▶ **TASK STATEMENT**:
Copy out the lines of the material below verbatim, beginning at the line containing "of the exposed" and ending after the line containing "pixel 196 103".

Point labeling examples
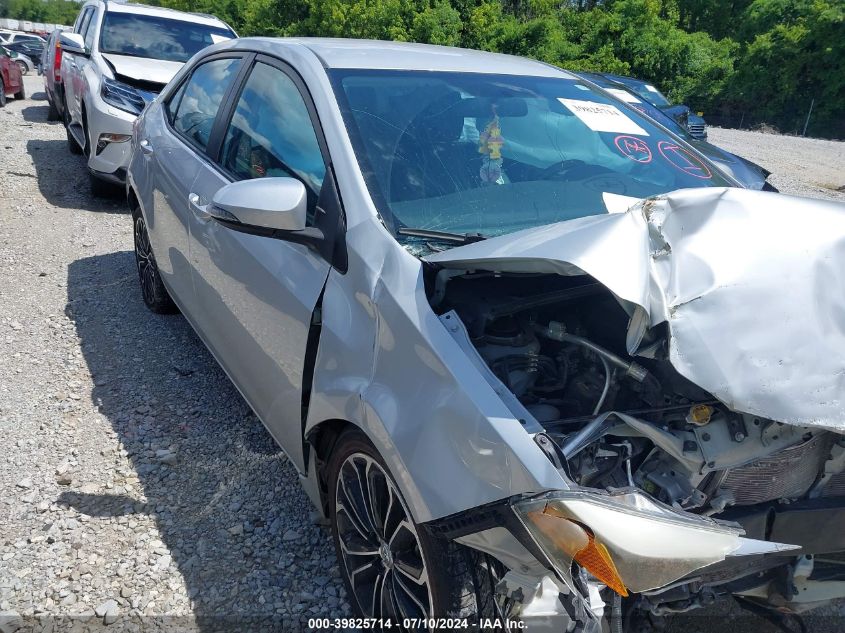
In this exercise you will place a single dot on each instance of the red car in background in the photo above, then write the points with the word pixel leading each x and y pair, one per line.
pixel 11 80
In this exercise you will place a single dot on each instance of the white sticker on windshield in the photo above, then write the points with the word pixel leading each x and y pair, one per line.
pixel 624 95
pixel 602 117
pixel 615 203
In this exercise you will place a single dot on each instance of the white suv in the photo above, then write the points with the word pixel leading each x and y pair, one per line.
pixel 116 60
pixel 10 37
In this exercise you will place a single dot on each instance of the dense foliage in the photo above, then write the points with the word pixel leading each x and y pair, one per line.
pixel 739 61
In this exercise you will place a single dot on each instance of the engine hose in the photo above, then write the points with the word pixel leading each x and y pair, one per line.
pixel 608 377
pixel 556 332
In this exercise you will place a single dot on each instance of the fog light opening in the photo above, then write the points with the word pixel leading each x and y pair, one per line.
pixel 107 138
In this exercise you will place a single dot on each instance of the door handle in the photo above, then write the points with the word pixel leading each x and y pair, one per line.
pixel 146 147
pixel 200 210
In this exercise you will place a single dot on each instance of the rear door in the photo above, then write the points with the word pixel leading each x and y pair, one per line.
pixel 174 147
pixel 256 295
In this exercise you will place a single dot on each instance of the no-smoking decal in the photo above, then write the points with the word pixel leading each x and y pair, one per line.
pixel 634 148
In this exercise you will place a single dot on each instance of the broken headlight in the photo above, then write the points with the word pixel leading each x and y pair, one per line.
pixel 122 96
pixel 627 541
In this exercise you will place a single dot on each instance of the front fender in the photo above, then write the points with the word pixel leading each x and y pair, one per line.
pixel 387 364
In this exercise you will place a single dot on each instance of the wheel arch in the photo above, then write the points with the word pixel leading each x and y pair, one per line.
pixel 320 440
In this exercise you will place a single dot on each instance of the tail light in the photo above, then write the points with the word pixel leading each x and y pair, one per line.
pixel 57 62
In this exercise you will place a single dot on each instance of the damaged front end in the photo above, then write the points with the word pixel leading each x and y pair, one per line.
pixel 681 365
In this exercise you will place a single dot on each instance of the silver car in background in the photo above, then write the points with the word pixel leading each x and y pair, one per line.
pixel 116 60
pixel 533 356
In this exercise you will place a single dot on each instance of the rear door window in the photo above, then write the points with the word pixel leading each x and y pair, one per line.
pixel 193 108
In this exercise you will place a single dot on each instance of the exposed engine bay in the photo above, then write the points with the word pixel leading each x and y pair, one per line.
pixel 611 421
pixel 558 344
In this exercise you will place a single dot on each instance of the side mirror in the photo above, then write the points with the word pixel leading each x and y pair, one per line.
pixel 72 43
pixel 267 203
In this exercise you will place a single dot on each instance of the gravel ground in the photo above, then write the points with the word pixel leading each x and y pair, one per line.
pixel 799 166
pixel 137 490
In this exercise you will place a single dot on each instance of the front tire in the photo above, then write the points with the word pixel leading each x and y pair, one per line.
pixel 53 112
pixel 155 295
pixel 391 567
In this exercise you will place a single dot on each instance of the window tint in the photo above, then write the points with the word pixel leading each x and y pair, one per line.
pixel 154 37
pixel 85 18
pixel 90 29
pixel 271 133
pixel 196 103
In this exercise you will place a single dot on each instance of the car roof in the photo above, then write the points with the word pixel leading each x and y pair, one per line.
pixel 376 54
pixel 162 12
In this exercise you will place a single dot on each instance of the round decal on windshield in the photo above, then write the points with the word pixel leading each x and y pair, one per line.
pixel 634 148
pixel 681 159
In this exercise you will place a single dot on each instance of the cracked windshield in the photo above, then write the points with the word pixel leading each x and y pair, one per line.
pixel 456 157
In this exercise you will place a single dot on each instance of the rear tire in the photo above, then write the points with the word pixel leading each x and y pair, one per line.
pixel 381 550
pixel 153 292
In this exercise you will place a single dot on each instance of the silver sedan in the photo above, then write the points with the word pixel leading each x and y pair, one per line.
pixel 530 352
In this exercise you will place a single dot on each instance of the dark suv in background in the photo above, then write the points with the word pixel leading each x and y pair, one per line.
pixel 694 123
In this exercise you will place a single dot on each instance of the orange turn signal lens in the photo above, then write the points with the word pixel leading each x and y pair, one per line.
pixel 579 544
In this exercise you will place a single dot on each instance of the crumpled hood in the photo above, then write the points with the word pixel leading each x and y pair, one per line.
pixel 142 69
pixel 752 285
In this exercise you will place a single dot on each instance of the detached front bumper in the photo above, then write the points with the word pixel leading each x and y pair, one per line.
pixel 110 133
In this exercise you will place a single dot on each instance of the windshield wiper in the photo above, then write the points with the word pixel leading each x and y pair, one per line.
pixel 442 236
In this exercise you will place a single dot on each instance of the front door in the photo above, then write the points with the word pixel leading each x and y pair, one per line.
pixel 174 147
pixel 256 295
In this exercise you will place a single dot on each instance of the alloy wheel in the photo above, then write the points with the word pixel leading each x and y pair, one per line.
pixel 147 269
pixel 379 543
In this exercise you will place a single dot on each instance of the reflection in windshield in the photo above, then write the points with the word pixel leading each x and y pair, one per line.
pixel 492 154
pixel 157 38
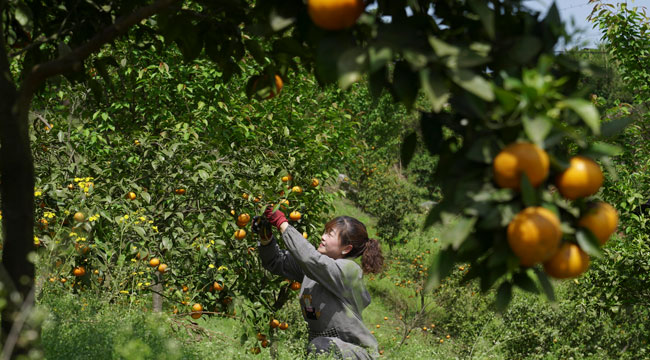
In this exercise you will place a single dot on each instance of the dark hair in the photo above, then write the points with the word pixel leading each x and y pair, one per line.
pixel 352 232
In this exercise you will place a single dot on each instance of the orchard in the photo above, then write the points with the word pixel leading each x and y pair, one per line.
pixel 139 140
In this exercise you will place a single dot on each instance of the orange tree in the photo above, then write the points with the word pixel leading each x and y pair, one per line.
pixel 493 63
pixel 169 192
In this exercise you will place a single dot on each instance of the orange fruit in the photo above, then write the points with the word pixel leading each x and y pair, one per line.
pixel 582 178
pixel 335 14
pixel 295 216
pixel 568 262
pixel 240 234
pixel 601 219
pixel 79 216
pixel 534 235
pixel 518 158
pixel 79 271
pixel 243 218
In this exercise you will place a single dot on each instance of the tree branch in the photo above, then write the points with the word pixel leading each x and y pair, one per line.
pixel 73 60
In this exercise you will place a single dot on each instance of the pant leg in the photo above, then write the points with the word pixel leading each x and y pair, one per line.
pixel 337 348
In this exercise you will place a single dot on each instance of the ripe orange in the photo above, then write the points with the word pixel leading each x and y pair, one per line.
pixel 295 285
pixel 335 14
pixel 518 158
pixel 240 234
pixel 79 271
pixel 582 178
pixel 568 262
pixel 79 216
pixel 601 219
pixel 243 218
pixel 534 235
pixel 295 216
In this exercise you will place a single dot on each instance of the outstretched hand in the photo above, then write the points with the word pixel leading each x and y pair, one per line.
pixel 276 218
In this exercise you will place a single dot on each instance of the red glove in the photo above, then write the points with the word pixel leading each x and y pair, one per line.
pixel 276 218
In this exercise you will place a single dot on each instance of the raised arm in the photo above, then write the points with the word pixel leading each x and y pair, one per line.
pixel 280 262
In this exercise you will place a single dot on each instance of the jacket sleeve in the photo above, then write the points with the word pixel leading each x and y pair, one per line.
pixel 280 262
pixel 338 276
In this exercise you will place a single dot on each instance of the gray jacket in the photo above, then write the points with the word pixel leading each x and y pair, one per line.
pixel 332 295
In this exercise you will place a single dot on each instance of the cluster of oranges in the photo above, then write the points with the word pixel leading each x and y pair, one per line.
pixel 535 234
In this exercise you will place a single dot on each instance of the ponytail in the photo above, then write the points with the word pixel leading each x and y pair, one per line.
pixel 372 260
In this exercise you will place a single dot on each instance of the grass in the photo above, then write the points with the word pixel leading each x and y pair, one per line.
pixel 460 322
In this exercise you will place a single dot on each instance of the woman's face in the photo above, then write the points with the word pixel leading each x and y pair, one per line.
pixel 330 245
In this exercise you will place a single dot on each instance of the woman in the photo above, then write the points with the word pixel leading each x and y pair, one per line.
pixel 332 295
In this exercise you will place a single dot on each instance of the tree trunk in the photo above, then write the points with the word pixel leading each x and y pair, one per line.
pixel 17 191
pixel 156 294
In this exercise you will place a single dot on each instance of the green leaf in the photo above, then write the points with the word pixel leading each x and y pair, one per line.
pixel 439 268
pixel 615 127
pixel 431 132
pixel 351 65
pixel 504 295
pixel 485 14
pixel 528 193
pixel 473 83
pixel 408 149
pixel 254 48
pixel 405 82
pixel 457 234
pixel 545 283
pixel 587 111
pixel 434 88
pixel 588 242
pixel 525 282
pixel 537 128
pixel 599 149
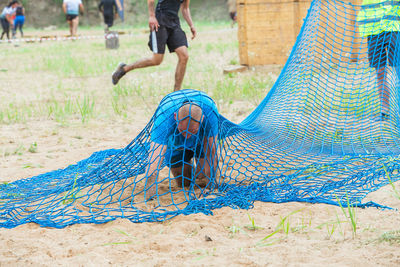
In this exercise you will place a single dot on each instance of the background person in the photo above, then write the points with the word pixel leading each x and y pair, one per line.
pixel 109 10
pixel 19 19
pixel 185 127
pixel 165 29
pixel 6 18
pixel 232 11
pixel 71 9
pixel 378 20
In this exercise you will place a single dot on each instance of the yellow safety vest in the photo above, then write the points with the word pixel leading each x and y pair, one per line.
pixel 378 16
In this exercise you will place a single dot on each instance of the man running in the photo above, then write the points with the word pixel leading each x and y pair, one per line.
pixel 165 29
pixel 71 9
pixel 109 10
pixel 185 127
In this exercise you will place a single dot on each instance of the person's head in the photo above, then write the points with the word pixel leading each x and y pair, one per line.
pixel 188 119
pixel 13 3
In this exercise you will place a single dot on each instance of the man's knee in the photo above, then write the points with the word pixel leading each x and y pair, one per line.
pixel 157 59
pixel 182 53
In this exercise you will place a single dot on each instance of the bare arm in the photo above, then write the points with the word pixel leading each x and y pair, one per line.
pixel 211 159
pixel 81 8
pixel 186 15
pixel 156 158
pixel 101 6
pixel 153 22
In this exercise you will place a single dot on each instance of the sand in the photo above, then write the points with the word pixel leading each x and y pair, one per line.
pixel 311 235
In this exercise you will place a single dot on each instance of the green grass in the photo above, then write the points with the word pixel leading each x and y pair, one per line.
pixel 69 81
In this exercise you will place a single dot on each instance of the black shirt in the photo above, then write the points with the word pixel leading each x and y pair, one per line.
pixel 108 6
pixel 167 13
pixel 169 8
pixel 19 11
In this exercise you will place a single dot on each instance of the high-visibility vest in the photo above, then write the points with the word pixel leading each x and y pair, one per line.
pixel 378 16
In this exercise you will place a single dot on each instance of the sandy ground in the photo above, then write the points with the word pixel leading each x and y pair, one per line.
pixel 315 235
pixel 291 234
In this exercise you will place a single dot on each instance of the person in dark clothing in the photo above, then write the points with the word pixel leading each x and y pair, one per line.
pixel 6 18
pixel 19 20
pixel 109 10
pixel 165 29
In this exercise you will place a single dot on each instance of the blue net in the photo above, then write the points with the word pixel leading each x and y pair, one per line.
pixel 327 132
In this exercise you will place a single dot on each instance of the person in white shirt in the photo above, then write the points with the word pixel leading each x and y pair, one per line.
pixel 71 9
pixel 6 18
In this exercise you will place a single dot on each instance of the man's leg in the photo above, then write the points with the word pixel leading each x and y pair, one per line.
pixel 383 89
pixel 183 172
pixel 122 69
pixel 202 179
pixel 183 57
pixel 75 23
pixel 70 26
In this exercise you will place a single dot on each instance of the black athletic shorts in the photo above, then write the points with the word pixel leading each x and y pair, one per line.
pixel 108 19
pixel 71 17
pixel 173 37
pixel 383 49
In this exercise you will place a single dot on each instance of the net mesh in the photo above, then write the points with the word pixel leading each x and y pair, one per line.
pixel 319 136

▶ **WORKED ANSWER**:
In this exercise you will place a single dot on each instance of the exposed engine bay in the photo above, then write the points with the word pixel leading each x and y pair, one per line.
pixel 611 421
pixel 558 344
In this exercise you will place a single dot on each instance of the side mirror in the photo above, then write the points with the word pixel leading each x and y pair, one per line.
pixel 72 43
pixel 267 203
In this exercise you will place a single dot on each instance of the gravel ground in the photo above, then write the points with the word pixel leading each x and y pair, one per line.
pixel 799 166
pixel 137 490
In this exercise you will place a single dot on each instance of the front tire in the photo above, then write the points with the word pixel leading each x and y pair, one per line.
pixel 53 112
pixel 155 295
pixel 391 567
In this exercise you will place a single dot on each instance of the window tint in the photo above, then write the points with the word pixel leading each x and y pair, one per line.
pixel 154 37
pixel 85 18
pixel 90 29
pixel 271 133
pixel 196 103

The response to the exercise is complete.